== Written request A ==
Could you print the portion of the cogen controls article between "Cogen plant controls" and "cost of ownership.", inclusive?
== Written request B ==
Answer these about the cogen controls article:
(i) What is the rated output of the Ripon Cogeneration facility?
(ii) After a turbine trip, what did staff have to search through?
(iii) Into which organization does Ripon sell power?

== Excerpt provided ==
[START]

Cogen plant controls replacement: ‘non-proprietary’ is key
Solutions for upgrading and/or replacing control systems at generating facilities powered by gas turbines continue to proliferate, getting more and more creative all the time. For Veresen Inc’s Ripon Cogeneration facility (operated by NAES Corp), a 50-MW steam-injected LM5000 cogeneration plant in California’s San Joaquin Valley, the watch word for the replacement was “non-proprietary,” according to Brett Weber, O&M manager. Weber defines what this means for his 25-yr-old plant: “We want to be able to buy [control] cards from a vendor down the street.”
Ripon evaluated many vendor offerings but in the end, focused on local parts availability and local support to further reduce the total cost of ownership.
Plenty of other considerations guided the decision to replace, especially obsolescence and the pain of struggling with a legacy system—standalone controls for subsystems, antiquated reporting and documentation, recurring failures with the historian, data loss, and corresponding time lost retrieving data. On top of everything, vendor support had dwindled to next to nothing.
“Whether we had nuisance or critical trips, our staff couldn’t get into the program to determine what caused the trip or why the unit wouldn’t start—something like transmitter x was out of range—so we were always troubleshooting multiple problems,” recounts Weber. Because the system was essentially copper wire to the control room from I/O cards communicating through Ethernet in the field, every trip or malfunction required lengthy field work. “Following a turbine trip, we’d have to search through pages and pages of DCS alarm documentation,” notes Weber.
Obsolescence wasn’t the only issue, though. Ripon supplies distilled water to a neighboring process facility and sells power into CAISO (California Independent System Operator). Previously, the general operating mode was to start and stop every day. Now, says Weber, under a new contract with CAISO, the plant only runs when dispatched. Fast starts and flexible ramping are paramount.

[END]

== Source material ==
[START]

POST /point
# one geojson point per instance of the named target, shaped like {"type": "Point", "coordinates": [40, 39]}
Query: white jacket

[END]

== Exercise answer A ==
Cogen plant controls replacement: ‘non-proprietary’ is key
Solutions for upgrading and/or replacing control systems at generating facilities powered by gas turbines continue to proliferate, getting more and more creative all the time. For Veresen Inc’s Ripon Cogeneration facility (operated by NAES Corp), a 50-MW steam-injected LM5000 cogeneration plant in California’s San Joaquin Valley, the watch word for the replacement was “non-proprietary,” according to Brett Weber, O&M manager. Weber defines what this means for his 25-yr-old plant: “We want to be able to buy [control] cards from a vendor down the street.”
Ripon evaluated many vendor offerings but in the end, focused on local parts availability and local support to further reduce the total cost of ownership.

== Exercise answer B ==
(i) 50 MW
(ii) Pages and pages of DCS alarm documentation
(iii) CAISO (California Independent System Operator)